▸ Exercise directions: If a line in the data holds the string "sign", list it.

Material shown Block Start

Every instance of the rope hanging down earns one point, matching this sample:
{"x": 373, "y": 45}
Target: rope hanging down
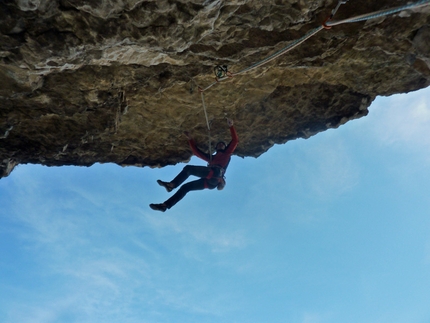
{"x": 326, "y": 25}
{"x": 208, "y": 125}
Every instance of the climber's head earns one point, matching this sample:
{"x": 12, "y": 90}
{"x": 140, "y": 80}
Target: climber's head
{"x": 220, "y": 146}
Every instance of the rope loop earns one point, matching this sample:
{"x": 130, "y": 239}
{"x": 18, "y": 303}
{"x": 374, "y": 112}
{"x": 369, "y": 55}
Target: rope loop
{"x": 324, "y": 24}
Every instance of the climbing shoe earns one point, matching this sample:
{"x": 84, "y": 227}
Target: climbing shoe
{"x": 166, "y": 185}
{"x": 158, "y": 207}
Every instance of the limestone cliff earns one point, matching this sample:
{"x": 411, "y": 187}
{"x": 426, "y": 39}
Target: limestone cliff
{"x": 117, "y": 80}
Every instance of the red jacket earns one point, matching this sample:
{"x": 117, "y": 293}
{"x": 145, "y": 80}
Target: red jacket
{"x": 221, "y": 158}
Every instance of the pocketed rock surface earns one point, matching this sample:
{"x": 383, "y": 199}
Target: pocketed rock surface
{"x": 110, "y": 81}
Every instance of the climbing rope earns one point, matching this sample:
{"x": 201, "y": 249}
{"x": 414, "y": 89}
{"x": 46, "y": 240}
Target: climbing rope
{"x": 221, "y": 72}
{"x": 208, "y": 125}
{"x": 326, "y": 25}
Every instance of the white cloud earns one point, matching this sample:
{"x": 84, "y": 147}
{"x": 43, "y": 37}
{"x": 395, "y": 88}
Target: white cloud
{"x": 327, "y": 168}
{"x": 402, "y": 121}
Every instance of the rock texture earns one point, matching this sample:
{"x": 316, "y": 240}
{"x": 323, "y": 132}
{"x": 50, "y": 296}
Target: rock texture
{"x": 117, "y": 80}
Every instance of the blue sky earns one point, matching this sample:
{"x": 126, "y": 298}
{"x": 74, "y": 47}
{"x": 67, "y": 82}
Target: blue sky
{"x": 335, "y": 228}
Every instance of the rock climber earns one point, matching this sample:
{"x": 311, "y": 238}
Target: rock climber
{"x": 211, "y": 176}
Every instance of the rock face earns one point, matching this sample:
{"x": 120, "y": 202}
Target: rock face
{"x": 117, "y": 80}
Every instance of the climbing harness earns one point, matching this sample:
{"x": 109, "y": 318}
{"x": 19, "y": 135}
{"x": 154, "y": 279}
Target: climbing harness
{"x": 327, "y": 24}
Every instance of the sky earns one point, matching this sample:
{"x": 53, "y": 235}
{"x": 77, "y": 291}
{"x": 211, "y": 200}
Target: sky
{"x": 332, "y": 229}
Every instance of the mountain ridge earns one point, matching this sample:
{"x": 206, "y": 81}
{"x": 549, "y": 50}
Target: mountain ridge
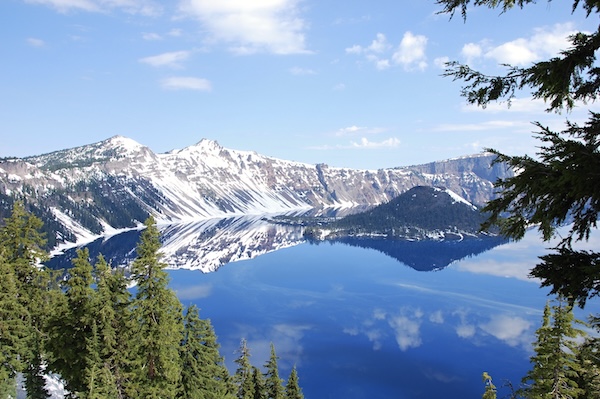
{"x": 116, "y": 183}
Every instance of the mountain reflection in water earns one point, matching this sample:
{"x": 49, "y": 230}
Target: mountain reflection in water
{"x": 207, "y": 245}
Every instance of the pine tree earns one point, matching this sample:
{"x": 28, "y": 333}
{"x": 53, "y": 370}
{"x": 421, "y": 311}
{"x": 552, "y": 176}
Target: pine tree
{"x": 588, "y": 359}
{"x": 157, "y": 312}
{"x": 555, "y": 368}
{"x": 243, "y": 374}
{"x": 203, "y": 373}
{"x": 114, "y": 326}
{"x": 71, "y": 329}
{"x": 258, "y": 382}
{"x": 13, "y": 329}
{"x": 490, "y": 388}
{"x": 273, "y": 384}
{"x": 22, "y": 243}
{"x": 292, "y": 387}
{"x": 561, "y": 183}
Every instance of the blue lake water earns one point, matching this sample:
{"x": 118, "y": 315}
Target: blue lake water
{"x": 357, "y": 323}
{"x": 376, "y": 319}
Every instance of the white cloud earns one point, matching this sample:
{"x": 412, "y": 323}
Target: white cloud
{"x": 365, "y": 143}
{"x": 251, "y": 26}
{"x": 143, "y": 7}
{"x": 175, "y": 32}
{"x": 172, "y": 59}
{"x": 302, "y": 71}
{"x": 515, "y": 125}
{"x": 470, "y": 51}
{"x": 517, "y": 52}
{"x": 437, "y": 317}
{"x": 194, "y": 292}
{"x": 186, "y": 83}
{"x": 407, "y": 331}
{"x": 32, "y": 41}
{"x": 511, "y": 330}
{"x": 465, "y": 330}
{"x": 374, "y": 52}
{"x": 379, "y": 45}
{"x": 545, "y": 42}
{"x": 524, "y": 105}
{"x": 151, "y": 36}
{"x": 356, "y": 130}
{"x": 440, "y": 62}
{"x": 356, "y": 49}
{"x": 411, "y": 52}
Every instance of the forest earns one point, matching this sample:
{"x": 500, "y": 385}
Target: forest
{"x": 106, "y": 340}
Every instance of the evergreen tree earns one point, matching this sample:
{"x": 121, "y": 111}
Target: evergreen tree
{"x": 22, "y": 243}
{"x": 562, "y": 184}
{"x": 13, "y": 329}
{"x": 243, "y": 374}
{"x": 114, "y": 326}
{"x": 258, "y": 381}
{"x": 71, "y": 329}
{"x": 292, "y": 387}
{"x": 203, "y": 373}
{"x": 157, "y": 312}
{"x": 273, "y": 384}
{"x": 555, "y": 368}
{"x": 588, "y": 359}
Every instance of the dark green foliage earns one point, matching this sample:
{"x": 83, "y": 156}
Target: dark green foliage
{"x": 114, "y": 327}
{"x": 563, "y": 185}
{"x": 157, "y": 313}
{"x": 71, "y": 327}
{"x": 420, "y": 207}
{"x": 555, "y": 368}
{"x": 588, "y": 358}
{"x": 413, "y": 214}
{"x": 243, "y": 374}
{"x": 204, "y": 375}
{"x": 292, "y": 387}
{"x": 561, "y": 81}
{"x": 14, "y": 322}
{"x": 258, "y": 381}
{"x": 21, "y": 246}
{"x": 273, "y": 384}
{"x": 103, "y": 344}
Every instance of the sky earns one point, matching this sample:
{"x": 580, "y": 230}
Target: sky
{"x": 353, "y": 84}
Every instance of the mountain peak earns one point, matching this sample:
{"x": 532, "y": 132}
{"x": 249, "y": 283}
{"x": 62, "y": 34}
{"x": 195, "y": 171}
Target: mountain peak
{"x": 207, "y": 145}
{"x": 123, "y": 143}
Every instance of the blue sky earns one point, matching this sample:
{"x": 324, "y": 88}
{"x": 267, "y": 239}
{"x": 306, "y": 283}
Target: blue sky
{"x": 352, "y": 84}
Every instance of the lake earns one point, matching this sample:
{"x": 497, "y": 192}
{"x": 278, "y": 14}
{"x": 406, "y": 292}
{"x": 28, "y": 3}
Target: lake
{"x": 363, "y": 319}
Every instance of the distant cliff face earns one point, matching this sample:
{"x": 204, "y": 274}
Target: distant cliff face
{"x": 115, "y": 184}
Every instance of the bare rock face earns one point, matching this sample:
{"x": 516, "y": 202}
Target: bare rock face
{"x": 116, "y": 183}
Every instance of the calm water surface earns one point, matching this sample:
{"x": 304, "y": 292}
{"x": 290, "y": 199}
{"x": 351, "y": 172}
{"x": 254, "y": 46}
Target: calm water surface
{"x": 359, "y": 324}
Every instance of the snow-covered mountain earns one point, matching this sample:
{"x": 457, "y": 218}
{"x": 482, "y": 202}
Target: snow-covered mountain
{"x": 114, "y": 184}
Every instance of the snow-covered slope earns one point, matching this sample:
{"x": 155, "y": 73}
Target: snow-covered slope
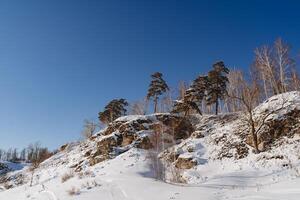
{"x": 215, "y": 162}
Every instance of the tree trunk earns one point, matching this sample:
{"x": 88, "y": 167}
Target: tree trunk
{"x": 254, "y": 136}
{"x": 217, "y": 106}
{"x": 155, "y": 104}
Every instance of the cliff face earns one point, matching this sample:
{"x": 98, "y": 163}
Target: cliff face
{"x": 196, "y": 148}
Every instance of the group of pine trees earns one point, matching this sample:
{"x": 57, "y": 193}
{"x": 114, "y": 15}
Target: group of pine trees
{"x": 273, "y": 72}
{"x": 30, "y": 154}
{"x": 211, "y": 88}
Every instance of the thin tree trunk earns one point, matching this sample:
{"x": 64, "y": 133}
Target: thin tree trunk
{"x": 253, "y": 134}
{"x": 155, "y": 104}
{"x": 217, "y": 106}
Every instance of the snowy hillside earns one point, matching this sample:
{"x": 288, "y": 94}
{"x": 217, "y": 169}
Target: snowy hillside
{"x": 211, "y": 158}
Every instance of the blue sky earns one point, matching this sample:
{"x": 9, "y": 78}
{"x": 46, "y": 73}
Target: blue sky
{"x": 62, "y": 60}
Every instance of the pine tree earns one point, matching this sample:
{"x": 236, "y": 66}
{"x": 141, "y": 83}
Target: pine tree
{"x": 193, "y": 97}
{"x": 156, "y": 88}
{"x": 217, "y": 81}
{"x": 113, "y": 110}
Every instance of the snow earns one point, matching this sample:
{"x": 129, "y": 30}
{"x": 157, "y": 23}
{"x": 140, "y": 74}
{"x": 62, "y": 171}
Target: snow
{"x": 273, "y": 174}
{"x": 127, "y": 177}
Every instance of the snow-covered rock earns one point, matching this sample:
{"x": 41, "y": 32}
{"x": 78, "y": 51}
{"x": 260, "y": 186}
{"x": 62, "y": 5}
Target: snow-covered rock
{"x": 210, "y": 154}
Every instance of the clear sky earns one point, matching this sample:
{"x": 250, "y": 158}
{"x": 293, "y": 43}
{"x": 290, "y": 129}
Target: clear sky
{"x": 62, "y": 60}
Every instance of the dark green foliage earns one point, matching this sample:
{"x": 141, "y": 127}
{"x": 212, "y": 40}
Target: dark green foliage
{"x": 193, "y": 97}
{"x": 113, "y": 110}
{"x": 217, "y": 81}
{"x": 157, "y": 87}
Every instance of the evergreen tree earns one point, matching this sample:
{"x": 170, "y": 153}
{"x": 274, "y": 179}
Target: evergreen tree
{"x": 113, "y": 110}
{"x": 217, "y": 81}
{"x": 156, "y": 88}
{"x": 193, "y": 97}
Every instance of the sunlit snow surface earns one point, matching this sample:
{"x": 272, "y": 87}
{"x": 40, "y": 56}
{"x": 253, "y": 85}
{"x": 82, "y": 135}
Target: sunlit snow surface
{"x": 128, "y": 177}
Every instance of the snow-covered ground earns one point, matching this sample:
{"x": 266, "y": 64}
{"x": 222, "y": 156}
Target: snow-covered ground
{"x": 127, "y": 177}
{"x": 221, "y": 171}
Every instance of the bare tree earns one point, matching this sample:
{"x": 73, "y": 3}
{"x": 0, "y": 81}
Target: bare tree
{"x": 138, "y": 107}
{"x": 274, "y": 67}
{"x": 247, "y": 95}
{"x": 182, "y": 87}
{"x": 283, "y": 63}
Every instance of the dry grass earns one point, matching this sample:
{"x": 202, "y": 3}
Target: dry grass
{"x": 73, "y": 191}
{"x": 67, "y": 176}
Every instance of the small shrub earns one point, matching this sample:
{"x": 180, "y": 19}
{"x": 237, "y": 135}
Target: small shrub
{"x": 67, "y": 176}
{"x": 73, "y": 191}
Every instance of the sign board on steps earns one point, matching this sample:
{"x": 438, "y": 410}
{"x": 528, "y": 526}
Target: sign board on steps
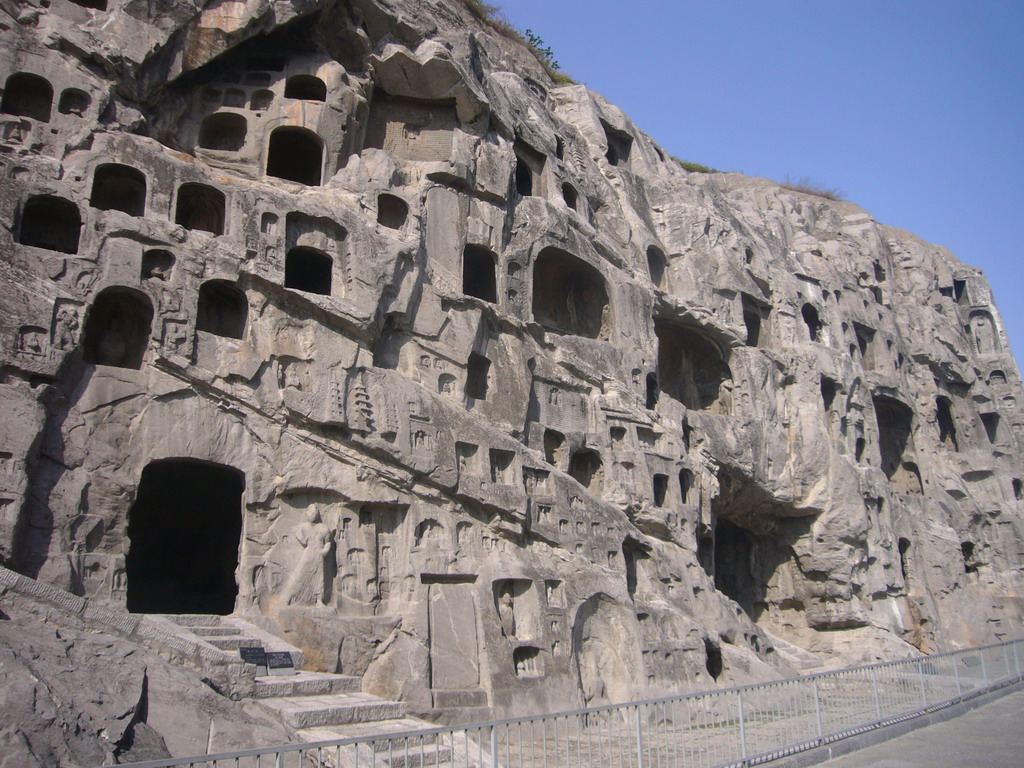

Material shown Block End

▸ Solution to the problem:
Every instance of the sign board on steps earns one point, matching this sample:
Target: sign board on steps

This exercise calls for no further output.